**STATED GOAL**
Pull out every line of the material below that contains the word "grass", copying each one in full.

**MATERIAL TO PROCESS**
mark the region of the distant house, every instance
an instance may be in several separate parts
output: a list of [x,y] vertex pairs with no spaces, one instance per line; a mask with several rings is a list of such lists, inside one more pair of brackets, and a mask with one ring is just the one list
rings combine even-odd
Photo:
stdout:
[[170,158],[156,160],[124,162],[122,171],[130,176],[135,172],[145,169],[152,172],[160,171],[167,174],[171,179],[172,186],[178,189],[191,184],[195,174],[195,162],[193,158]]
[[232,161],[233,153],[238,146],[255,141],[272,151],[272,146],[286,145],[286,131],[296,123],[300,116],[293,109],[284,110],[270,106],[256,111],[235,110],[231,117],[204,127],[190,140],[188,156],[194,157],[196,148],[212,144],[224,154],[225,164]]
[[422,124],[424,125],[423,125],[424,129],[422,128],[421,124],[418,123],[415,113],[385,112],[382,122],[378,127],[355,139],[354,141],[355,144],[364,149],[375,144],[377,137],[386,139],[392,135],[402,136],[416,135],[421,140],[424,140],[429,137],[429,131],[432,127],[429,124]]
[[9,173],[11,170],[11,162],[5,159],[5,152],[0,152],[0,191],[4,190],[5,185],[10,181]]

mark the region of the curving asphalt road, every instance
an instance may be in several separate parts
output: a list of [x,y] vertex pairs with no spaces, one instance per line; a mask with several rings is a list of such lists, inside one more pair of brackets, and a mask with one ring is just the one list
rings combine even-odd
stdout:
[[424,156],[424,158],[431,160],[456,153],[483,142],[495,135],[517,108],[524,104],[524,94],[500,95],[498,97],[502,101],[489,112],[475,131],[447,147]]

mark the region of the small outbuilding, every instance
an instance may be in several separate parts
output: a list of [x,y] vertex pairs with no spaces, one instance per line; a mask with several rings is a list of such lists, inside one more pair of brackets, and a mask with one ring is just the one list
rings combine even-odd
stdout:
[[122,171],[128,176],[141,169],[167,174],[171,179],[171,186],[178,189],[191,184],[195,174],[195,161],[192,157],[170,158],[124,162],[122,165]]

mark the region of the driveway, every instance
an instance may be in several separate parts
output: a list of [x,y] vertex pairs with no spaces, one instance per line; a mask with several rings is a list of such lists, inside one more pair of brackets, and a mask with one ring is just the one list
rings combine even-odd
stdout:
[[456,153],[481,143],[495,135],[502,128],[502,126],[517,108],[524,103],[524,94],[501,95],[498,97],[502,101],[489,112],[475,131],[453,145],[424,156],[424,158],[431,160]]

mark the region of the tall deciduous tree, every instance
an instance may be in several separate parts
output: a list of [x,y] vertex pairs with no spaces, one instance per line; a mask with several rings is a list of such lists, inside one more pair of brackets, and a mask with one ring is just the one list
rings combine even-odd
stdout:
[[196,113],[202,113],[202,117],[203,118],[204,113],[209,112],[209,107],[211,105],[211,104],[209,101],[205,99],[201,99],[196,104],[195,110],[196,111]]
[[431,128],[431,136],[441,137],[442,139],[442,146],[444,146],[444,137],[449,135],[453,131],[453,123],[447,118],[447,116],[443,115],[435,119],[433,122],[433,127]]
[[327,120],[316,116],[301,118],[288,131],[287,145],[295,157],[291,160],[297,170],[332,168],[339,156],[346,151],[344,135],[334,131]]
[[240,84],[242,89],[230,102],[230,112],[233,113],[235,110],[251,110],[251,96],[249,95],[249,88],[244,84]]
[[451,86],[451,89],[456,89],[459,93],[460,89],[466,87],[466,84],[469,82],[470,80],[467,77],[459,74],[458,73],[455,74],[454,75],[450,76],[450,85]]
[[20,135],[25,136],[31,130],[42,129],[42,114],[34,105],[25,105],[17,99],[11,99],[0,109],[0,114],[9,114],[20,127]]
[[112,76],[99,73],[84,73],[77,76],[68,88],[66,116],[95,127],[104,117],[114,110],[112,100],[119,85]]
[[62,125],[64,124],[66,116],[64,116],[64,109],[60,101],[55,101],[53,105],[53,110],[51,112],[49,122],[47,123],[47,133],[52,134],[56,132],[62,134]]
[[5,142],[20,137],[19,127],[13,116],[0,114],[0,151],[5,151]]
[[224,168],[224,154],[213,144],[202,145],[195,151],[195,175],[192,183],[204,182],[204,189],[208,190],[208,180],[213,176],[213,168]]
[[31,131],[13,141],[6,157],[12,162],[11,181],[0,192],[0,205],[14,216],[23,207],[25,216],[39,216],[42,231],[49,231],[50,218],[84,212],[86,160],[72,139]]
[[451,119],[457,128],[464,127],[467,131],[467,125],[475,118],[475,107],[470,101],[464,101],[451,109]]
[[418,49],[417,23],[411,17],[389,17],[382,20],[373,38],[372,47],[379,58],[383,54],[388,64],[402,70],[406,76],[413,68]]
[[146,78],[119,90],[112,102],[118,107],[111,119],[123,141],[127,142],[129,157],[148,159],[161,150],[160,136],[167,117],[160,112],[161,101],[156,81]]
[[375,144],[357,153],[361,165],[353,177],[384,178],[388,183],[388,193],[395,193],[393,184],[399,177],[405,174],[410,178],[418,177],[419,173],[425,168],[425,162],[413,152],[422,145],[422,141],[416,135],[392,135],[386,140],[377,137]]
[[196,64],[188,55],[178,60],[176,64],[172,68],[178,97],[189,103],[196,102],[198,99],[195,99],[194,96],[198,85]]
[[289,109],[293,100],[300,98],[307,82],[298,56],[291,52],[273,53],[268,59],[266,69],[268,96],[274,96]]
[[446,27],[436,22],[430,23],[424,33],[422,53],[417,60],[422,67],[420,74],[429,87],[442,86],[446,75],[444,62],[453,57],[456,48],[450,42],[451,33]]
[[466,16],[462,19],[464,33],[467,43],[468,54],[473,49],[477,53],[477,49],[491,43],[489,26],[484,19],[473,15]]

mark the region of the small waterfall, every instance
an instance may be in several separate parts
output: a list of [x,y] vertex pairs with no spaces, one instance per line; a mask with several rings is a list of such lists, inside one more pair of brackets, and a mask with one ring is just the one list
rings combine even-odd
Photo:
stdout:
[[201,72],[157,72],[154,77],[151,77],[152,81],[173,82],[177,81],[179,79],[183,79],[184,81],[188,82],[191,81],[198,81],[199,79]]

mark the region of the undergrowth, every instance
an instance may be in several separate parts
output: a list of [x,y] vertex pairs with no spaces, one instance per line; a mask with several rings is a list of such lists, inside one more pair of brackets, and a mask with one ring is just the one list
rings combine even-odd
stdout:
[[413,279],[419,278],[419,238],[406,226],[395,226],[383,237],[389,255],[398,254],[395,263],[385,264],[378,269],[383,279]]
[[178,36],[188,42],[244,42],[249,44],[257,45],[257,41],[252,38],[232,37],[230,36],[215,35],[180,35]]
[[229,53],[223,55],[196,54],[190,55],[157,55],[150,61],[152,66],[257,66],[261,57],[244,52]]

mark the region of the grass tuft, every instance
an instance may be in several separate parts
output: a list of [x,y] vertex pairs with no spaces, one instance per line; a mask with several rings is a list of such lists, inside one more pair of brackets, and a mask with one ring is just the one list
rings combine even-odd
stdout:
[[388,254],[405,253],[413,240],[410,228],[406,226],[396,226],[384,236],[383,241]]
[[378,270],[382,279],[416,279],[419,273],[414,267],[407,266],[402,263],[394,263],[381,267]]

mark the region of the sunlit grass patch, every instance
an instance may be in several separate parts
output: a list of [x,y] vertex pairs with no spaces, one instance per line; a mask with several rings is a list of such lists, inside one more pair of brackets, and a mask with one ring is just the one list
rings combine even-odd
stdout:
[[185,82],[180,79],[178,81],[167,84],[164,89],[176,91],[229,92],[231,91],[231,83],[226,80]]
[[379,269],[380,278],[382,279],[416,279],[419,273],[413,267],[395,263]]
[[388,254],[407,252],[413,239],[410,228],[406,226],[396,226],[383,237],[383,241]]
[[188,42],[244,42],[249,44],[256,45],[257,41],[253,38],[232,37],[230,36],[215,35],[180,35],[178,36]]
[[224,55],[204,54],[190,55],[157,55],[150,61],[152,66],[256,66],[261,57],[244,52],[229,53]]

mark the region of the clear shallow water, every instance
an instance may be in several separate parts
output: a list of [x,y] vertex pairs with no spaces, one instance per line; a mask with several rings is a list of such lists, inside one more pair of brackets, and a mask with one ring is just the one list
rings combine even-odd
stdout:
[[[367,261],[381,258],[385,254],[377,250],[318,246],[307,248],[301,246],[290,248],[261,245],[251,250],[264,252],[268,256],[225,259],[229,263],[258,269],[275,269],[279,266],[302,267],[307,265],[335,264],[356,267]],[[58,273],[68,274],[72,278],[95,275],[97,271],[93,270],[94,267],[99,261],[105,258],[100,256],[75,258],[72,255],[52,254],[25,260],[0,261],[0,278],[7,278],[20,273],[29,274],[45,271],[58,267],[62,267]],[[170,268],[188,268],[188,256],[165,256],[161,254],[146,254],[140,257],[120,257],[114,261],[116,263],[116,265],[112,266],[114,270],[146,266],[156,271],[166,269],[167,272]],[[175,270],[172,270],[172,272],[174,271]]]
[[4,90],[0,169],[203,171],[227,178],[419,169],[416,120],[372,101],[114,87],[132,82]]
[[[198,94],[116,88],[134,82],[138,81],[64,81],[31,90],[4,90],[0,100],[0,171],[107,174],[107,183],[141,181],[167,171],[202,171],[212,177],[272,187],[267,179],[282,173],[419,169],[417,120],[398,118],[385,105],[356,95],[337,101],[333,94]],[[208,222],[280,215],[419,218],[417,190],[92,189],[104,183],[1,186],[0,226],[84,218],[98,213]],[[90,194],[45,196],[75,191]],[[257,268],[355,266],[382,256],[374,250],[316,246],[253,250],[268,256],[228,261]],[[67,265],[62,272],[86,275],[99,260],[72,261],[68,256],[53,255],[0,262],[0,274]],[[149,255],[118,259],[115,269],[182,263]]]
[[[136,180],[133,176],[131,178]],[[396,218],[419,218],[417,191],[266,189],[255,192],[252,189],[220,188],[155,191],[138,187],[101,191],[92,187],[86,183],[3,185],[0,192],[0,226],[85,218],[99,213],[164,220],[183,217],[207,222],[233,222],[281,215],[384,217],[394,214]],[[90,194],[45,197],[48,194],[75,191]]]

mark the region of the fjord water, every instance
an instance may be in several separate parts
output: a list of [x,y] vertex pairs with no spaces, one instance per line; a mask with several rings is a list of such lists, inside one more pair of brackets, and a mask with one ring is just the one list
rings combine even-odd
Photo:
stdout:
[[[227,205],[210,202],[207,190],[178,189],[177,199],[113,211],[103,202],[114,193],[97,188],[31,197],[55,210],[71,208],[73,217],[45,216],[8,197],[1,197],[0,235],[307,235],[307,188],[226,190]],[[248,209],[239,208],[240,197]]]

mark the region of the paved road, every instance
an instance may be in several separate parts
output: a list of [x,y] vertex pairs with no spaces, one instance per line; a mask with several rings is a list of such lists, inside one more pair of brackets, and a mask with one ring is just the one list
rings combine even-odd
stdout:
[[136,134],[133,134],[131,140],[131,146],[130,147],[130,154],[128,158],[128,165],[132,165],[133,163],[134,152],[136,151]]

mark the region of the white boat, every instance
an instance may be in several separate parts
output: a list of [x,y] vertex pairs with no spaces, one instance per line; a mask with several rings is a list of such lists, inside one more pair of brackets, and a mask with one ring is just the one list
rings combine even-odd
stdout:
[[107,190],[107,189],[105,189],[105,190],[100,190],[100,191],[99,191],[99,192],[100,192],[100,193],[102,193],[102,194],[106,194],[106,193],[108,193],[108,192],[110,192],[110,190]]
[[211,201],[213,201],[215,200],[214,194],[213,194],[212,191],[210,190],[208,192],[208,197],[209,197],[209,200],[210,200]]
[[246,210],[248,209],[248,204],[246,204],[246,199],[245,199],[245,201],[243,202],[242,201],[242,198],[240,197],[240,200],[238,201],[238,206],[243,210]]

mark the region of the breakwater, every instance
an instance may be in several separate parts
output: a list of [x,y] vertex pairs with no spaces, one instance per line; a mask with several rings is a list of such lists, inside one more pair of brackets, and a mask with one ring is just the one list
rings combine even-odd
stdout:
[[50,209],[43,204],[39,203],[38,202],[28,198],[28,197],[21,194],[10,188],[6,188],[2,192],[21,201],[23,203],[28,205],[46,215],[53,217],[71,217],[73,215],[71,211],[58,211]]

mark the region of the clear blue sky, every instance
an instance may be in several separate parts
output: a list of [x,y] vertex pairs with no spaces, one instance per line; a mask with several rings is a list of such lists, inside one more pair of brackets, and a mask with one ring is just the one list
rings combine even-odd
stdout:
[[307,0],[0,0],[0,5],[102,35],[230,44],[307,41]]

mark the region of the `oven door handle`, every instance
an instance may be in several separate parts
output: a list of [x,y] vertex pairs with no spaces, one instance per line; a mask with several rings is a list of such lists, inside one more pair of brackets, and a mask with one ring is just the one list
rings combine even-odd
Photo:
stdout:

**FINAL RESULT**
mark the region of the grass tuft, every instance
mark the region of the sunlit grass patch, every instance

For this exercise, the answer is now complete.